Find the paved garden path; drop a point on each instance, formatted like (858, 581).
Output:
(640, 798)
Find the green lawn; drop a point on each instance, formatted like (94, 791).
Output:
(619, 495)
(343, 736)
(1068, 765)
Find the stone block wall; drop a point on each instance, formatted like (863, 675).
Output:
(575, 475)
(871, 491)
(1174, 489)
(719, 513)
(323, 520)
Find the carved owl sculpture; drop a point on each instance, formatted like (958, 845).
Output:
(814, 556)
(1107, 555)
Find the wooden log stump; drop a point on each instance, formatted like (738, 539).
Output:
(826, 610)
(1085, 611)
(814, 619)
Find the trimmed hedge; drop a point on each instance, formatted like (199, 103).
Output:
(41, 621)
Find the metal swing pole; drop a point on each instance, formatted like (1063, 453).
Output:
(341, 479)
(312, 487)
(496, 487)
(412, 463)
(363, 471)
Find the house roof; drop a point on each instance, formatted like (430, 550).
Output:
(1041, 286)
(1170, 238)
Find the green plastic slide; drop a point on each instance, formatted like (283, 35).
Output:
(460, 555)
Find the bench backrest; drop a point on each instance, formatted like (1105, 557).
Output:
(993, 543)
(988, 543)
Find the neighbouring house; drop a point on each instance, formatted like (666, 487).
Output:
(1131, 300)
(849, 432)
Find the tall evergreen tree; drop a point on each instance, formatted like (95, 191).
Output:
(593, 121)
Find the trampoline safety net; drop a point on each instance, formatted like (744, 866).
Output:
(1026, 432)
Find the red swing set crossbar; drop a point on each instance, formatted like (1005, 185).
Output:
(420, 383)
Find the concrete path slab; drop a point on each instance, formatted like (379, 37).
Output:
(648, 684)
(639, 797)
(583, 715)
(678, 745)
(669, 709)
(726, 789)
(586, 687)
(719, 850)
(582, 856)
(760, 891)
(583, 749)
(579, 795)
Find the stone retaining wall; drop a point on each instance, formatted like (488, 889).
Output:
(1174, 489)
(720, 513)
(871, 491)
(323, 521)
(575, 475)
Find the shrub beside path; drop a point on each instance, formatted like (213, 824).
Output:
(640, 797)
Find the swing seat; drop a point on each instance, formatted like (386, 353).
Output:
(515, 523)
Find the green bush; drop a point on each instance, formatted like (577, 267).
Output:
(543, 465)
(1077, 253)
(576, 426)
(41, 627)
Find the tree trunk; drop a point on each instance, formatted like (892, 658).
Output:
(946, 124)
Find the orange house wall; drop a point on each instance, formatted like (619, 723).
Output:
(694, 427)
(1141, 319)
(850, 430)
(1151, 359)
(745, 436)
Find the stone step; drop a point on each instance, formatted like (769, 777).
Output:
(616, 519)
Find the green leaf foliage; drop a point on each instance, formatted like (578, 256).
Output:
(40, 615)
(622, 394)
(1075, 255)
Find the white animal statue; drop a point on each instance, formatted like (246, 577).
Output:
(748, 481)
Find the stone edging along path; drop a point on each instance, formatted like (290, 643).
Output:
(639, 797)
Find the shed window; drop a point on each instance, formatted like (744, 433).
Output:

> **TASK REQUIREMENTS**:
How many lines of the preceding listing hold the string "stone"? Answer with the number only.

> **SOLUTION FOR THIS TASK**:
4